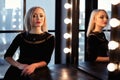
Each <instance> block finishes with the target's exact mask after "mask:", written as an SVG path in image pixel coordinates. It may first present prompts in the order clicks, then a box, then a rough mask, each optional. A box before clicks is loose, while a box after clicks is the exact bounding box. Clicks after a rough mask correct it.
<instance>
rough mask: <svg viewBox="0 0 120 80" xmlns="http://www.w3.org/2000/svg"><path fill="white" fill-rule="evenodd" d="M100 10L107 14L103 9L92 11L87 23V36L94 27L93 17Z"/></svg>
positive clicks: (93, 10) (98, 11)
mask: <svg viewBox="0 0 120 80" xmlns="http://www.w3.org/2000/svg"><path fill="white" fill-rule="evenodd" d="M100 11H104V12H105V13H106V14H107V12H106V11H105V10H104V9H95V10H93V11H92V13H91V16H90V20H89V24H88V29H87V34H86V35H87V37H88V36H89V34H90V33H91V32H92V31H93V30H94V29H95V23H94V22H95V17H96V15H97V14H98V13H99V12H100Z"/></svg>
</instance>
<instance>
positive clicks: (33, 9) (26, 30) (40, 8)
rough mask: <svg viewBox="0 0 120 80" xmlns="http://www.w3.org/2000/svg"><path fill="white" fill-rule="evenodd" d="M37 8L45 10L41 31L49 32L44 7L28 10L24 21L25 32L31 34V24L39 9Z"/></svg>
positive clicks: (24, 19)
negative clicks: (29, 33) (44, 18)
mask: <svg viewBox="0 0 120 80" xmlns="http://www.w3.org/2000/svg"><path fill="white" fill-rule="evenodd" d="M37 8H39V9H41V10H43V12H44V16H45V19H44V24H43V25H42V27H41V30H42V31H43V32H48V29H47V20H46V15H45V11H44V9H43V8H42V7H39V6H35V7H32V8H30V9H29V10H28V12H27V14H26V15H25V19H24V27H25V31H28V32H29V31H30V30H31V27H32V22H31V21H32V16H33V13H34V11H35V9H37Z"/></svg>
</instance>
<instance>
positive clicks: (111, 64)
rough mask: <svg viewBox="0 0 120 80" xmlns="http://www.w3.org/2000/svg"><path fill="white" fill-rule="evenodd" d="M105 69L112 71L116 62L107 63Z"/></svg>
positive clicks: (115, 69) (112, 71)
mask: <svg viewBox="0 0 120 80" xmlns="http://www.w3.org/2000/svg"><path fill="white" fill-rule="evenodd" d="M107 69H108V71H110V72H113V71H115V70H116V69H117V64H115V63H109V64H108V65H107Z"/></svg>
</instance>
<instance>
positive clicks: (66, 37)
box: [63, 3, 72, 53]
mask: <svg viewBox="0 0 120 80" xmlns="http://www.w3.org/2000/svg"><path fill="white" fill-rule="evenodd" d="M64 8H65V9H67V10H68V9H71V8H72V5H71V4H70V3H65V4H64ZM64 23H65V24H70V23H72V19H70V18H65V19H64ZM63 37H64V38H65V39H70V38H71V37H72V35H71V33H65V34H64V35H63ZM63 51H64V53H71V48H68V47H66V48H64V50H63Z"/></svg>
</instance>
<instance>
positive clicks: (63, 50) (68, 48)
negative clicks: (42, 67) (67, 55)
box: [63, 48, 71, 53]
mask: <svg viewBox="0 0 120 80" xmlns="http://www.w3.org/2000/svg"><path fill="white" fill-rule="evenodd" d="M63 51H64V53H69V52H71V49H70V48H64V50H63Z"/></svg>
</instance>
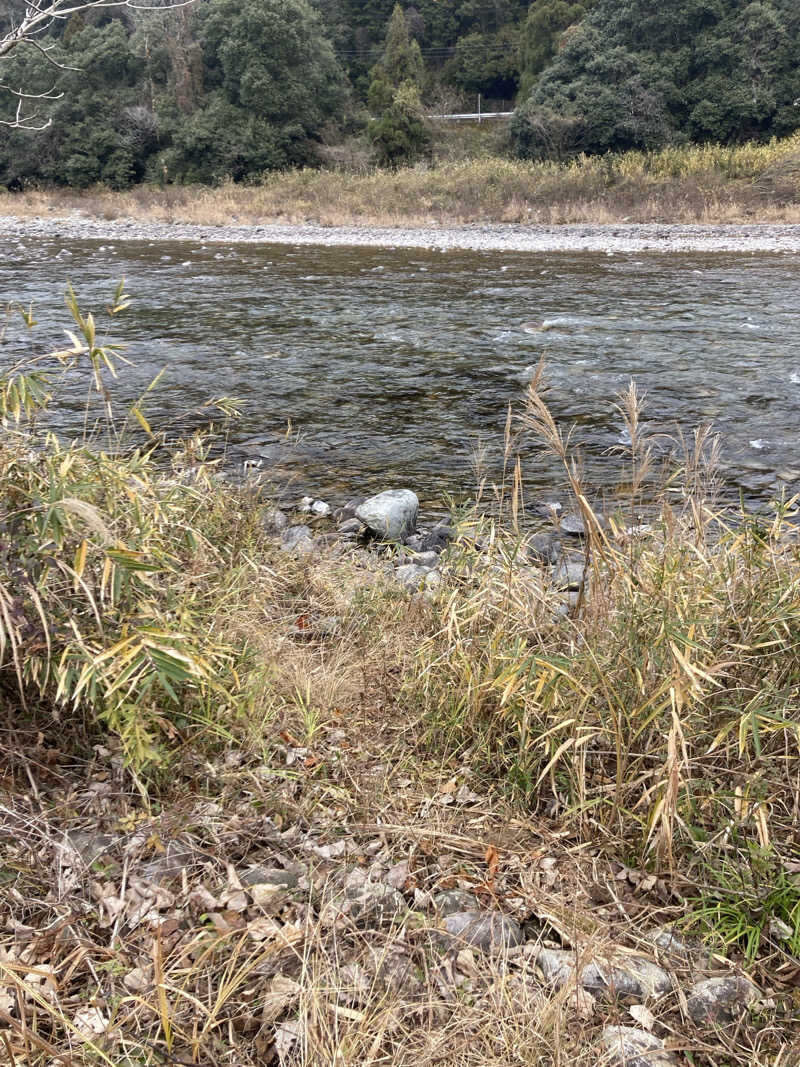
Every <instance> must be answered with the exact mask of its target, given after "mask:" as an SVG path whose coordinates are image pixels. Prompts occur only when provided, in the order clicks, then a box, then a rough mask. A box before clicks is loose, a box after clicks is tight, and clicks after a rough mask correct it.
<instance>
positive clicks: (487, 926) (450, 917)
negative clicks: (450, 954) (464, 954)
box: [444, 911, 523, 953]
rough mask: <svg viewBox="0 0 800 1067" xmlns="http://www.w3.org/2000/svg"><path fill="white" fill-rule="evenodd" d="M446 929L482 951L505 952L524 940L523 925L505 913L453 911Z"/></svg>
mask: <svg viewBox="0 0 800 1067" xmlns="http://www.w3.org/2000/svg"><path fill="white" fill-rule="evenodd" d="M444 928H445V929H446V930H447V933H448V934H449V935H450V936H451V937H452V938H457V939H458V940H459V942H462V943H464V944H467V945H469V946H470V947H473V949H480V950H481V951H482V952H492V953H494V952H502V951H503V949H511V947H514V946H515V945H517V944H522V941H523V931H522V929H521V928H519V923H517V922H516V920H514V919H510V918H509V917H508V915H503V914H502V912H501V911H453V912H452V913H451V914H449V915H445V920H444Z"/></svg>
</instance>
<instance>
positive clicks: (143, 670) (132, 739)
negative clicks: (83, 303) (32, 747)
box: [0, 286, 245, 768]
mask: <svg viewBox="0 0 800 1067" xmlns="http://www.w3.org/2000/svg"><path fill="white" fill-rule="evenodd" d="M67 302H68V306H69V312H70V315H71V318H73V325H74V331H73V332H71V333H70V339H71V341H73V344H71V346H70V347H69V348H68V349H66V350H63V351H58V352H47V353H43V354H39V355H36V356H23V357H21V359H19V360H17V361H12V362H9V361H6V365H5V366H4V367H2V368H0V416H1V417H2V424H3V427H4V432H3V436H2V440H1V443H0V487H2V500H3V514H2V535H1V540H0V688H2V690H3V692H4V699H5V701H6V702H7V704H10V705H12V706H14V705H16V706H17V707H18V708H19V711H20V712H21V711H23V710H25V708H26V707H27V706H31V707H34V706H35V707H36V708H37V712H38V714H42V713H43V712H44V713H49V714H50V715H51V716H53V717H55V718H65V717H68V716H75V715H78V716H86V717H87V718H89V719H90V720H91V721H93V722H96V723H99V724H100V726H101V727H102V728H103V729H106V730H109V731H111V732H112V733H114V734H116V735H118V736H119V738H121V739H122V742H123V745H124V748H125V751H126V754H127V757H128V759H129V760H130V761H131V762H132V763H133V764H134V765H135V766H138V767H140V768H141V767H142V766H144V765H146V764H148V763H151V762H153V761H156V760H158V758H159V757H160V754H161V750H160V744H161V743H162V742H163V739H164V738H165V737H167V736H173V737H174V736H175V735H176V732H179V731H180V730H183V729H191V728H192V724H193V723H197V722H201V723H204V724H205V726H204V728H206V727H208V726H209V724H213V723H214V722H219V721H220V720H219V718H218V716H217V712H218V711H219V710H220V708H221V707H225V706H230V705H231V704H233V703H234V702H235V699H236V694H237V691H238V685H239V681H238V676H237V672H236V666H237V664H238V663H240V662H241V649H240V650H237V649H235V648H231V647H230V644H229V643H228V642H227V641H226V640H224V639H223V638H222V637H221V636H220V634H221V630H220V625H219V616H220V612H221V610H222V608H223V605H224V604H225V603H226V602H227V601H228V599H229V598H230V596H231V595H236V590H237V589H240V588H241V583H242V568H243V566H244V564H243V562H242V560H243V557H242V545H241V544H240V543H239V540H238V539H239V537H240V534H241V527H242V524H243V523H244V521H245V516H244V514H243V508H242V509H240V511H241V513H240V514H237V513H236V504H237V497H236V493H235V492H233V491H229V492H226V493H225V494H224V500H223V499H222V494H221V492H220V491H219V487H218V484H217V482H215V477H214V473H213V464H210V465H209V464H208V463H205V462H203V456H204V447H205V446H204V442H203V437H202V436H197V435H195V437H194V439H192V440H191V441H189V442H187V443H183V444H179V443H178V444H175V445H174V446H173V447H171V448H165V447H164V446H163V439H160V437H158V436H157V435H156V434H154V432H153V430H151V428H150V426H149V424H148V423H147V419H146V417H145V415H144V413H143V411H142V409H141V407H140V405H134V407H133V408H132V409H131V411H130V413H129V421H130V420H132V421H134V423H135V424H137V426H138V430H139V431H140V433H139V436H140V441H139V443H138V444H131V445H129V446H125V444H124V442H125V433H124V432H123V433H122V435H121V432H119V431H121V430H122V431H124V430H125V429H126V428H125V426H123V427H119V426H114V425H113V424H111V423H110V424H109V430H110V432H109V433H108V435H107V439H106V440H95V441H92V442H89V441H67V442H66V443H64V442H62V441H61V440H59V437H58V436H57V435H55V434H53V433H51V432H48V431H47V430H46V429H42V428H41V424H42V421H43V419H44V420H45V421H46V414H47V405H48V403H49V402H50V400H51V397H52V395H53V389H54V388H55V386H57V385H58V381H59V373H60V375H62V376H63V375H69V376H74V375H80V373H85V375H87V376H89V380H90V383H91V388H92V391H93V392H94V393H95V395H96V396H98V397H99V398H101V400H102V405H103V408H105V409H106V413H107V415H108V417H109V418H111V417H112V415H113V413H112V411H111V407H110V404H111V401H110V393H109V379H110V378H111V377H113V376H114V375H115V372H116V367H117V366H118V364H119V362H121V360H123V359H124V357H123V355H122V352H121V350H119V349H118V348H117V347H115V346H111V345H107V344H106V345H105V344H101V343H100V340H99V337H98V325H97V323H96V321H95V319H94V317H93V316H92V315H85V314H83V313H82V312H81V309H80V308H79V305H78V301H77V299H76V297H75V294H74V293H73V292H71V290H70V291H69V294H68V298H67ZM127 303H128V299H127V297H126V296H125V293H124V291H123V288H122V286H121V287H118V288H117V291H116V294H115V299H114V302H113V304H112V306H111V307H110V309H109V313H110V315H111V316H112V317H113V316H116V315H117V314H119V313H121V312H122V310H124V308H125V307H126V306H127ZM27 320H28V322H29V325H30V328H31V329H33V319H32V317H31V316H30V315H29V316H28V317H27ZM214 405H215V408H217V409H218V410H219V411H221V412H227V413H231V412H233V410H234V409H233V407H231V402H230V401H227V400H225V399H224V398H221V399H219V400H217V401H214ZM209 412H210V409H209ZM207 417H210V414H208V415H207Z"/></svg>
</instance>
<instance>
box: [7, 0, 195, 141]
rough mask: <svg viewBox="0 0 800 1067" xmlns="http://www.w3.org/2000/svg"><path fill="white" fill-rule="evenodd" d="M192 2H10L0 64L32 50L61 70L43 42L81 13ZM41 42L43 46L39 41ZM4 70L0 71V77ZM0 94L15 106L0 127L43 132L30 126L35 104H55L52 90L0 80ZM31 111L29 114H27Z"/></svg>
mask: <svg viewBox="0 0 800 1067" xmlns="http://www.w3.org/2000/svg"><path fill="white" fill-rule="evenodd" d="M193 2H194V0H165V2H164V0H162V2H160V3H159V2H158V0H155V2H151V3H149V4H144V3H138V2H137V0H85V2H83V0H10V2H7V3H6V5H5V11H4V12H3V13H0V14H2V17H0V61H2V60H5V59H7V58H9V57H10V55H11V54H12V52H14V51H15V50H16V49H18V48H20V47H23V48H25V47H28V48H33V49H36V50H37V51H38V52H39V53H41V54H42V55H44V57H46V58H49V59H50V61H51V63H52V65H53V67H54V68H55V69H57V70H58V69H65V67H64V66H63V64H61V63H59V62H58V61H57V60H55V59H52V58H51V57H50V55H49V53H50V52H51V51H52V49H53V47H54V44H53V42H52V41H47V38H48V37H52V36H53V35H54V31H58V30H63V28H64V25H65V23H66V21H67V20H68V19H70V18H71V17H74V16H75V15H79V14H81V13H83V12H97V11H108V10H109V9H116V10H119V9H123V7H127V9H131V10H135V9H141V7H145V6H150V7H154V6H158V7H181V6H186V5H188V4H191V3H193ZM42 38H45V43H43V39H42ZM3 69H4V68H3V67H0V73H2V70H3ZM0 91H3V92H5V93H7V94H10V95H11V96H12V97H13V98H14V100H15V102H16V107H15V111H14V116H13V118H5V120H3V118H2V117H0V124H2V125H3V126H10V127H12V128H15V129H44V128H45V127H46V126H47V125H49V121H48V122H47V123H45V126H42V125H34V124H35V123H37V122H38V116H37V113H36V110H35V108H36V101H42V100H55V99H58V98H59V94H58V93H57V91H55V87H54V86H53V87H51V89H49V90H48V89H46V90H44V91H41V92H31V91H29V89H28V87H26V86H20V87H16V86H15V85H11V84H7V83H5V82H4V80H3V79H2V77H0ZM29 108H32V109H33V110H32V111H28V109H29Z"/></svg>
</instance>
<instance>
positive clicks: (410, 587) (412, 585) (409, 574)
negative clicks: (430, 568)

Exercise details -
Rewrite the lines from the first one up to and including the line with "positive clicks: (93, 10) (98, 11)", switching every "rough mask" to "coarse mask" and changing nothing else. Leave the pictures out of your answer.

Answer box -
Each <instance> block finishes with the target's exact mask after "mask:", written as an SVG path in image pixel coordinates. It may first present prompts in the order clicks, then a box, then a coarse mask, each optional. A box before clicks is loose, while a box after clicks is the exact bounding box. Clicks after a coarse mask correct it.
<instance>
coarse mask: <svg viewBox="0 0 120 80" xmlns="http://www.w3.org/2000/svg"><path fill="white" fill-rule="evenodd" d="M100 10L107 14L103 9L92 11L87 23V36L94 27L93 17Z"/></svg>
positive clicks: (93, 10) (98, 11)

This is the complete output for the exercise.